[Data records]
+---+

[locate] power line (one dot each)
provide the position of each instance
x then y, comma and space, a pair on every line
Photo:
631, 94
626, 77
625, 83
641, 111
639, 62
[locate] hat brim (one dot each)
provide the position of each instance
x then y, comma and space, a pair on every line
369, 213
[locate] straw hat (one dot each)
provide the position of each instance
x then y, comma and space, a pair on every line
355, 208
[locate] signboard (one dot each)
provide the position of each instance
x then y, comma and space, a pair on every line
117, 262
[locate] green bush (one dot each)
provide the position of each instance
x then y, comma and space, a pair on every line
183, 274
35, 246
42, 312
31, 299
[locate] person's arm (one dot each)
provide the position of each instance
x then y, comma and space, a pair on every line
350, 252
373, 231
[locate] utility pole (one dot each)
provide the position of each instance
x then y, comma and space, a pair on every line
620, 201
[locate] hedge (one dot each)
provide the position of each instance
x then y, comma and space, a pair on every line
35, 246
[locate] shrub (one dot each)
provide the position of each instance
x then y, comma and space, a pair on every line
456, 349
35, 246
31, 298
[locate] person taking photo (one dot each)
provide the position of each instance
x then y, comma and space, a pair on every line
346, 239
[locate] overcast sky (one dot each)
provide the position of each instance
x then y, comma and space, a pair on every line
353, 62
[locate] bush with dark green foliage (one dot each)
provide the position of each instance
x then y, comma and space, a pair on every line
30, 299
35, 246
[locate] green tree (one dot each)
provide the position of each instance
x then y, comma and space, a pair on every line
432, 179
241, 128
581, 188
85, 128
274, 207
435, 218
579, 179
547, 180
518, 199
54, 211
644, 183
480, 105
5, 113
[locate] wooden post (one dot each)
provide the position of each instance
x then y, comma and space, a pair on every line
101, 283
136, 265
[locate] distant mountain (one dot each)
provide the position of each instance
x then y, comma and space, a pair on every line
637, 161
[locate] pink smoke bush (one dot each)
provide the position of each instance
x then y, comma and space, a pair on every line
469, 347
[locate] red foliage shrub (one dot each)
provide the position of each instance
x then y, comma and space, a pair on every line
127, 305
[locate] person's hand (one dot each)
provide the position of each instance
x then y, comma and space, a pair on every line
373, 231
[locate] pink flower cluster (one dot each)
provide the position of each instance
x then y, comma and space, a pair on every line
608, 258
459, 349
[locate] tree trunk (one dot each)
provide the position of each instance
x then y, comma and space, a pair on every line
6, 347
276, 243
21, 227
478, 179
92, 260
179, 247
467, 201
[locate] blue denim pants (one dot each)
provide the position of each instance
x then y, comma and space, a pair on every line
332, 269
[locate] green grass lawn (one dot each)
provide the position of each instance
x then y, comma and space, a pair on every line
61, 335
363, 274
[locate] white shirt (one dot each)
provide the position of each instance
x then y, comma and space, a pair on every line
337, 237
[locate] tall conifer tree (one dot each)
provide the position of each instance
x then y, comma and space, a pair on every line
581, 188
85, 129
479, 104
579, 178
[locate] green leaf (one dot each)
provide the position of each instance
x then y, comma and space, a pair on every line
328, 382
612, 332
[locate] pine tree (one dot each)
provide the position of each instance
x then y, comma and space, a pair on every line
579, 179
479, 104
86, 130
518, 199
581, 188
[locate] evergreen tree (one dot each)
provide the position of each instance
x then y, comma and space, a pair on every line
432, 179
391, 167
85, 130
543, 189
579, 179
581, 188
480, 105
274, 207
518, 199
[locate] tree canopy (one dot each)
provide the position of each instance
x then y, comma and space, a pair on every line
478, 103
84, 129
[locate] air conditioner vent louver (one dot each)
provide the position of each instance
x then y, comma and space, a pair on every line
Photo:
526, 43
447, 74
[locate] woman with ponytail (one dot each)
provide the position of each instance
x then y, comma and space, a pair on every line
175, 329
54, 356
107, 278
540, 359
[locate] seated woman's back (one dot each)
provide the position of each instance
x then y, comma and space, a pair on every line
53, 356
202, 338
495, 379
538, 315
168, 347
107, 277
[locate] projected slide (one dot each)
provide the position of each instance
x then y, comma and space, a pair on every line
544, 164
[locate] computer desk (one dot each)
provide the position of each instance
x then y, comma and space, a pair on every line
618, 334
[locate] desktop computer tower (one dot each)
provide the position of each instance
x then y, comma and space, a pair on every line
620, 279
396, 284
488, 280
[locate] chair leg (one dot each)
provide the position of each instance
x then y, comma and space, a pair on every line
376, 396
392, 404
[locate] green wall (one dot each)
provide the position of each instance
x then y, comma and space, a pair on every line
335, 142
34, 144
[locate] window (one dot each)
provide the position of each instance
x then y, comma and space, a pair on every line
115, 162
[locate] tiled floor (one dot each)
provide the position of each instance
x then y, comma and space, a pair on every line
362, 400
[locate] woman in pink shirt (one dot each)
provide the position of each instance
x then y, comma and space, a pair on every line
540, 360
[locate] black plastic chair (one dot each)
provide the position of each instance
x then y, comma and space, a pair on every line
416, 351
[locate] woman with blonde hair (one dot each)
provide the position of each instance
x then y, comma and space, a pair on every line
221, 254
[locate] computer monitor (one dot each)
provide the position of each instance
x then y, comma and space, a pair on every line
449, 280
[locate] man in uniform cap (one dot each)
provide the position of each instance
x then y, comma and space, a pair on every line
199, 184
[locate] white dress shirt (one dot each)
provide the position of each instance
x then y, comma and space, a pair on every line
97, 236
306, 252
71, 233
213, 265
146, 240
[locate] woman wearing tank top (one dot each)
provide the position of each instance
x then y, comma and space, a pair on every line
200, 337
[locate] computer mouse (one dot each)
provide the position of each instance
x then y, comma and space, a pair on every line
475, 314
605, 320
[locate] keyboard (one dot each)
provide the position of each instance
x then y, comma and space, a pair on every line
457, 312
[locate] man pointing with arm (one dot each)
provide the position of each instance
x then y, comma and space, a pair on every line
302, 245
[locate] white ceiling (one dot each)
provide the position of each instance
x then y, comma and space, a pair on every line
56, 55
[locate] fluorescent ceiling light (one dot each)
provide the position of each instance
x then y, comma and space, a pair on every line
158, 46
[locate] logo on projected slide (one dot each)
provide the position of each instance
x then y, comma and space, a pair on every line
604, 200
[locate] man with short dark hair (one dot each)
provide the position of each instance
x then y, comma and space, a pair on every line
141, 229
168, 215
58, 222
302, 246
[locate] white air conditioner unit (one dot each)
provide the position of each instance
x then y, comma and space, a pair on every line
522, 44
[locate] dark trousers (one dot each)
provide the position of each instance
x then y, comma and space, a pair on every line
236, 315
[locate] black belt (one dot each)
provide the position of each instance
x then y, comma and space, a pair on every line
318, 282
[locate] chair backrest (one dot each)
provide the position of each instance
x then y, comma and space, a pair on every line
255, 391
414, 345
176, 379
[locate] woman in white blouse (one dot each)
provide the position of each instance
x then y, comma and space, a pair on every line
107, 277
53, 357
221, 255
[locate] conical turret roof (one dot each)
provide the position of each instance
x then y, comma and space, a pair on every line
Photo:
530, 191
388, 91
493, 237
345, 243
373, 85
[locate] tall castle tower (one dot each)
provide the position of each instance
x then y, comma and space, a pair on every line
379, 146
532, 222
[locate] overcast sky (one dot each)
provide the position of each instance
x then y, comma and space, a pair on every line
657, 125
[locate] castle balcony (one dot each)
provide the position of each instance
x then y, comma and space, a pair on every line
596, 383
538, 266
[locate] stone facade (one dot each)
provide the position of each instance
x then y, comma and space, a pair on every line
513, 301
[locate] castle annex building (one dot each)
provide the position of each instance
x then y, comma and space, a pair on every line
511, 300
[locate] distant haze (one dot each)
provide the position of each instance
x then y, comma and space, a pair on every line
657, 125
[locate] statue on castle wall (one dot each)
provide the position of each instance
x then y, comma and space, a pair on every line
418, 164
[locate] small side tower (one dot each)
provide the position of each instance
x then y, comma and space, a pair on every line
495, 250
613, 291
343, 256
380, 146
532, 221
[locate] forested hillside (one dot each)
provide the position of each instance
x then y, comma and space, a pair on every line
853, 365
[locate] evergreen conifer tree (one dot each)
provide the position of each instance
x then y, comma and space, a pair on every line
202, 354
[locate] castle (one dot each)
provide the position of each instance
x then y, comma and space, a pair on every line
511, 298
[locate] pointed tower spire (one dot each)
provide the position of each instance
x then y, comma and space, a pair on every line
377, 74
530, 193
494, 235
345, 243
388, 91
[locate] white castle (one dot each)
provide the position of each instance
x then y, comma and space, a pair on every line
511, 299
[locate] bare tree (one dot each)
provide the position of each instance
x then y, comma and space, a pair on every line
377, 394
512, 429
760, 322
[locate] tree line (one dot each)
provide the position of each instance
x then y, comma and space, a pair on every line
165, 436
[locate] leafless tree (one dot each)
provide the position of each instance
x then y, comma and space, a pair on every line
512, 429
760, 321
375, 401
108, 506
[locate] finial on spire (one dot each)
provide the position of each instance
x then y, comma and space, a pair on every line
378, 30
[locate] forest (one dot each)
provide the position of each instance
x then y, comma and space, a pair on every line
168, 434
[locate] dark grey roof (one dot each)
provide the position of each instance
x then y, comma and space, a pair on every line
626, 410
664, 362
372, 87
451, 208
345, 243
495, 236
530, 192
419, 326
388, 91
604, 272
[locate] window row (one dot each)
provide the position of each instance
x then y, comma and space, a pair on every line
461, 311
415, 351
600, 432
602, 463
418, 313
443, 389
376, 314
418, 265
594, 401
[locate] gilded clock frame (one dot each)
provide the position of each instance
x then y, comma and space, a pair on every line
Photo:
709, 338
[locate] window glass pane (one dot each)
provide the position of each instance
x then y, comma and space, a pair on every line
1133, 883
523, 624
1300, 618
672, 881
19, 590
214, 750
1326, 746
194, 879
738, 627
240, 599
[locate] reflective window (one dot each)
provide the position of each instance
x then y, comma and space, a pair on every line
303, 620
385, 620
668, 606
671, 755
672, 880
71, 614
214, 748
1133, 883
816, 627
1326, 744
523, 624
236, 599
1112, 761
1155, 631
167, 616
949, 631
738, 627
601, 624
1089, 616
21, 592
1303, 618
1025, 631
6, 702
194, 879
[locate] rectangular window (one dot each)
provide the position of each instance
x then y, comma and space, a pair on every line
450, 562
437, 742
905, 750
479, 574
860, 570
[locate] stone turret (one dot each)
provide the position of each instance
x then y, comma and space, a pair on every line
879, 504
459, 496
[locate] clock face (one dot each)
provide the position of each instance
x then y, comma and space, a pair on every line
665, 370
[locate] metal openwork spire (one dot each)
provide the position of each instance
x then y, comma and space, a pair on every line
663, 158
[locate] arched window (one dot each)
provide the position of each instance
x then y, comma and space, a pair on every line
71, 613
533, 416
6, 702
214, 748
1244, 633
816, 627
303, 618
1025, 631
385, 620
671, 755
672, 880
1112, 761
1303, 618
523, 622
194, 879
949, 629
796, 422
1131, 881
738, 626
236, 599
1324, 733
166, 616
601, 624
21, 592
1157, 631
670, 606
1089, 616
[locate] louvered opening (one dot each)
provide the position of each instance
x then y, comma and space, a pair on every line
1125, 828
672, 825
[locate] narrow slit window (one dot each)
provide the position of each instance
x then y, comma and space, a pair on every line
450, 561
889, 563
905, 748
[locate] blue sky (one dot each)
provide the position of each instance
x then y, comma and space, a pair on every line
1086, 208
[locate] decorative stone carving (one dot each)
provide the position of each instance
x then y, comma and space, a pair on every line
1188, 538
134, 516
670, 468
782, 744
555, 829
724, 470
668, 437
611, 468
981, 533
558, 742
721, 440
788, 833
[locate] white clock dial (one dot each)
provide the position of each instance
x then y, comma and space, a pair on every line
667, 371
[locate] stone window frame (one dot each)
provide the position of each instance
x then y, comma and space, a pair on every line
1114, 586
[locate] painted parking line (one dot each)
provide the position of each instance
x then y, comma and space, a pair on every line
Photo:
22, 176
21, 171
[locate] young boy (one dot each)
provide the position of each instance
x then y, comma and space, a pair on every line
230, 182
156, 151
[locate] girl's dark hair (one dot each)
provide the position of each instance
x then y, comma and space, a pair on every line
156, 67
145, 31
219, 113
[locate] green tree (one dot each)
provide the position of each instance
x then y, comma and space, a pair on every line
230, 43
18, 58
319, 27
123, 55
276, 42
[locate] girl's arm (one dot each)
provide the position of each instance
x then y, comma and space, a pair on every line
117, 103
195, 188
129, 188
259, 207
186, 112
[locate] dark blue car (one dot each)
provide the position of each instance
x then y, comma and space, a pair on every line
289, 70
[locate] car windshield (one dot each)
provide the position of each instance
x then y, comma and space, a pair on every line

+---+

Problem description: For each line in the entries that holds "frame", return that line.

Response below:
[locate] gilded clock frame (one dot each)
[locate] stone window frame (one dot each)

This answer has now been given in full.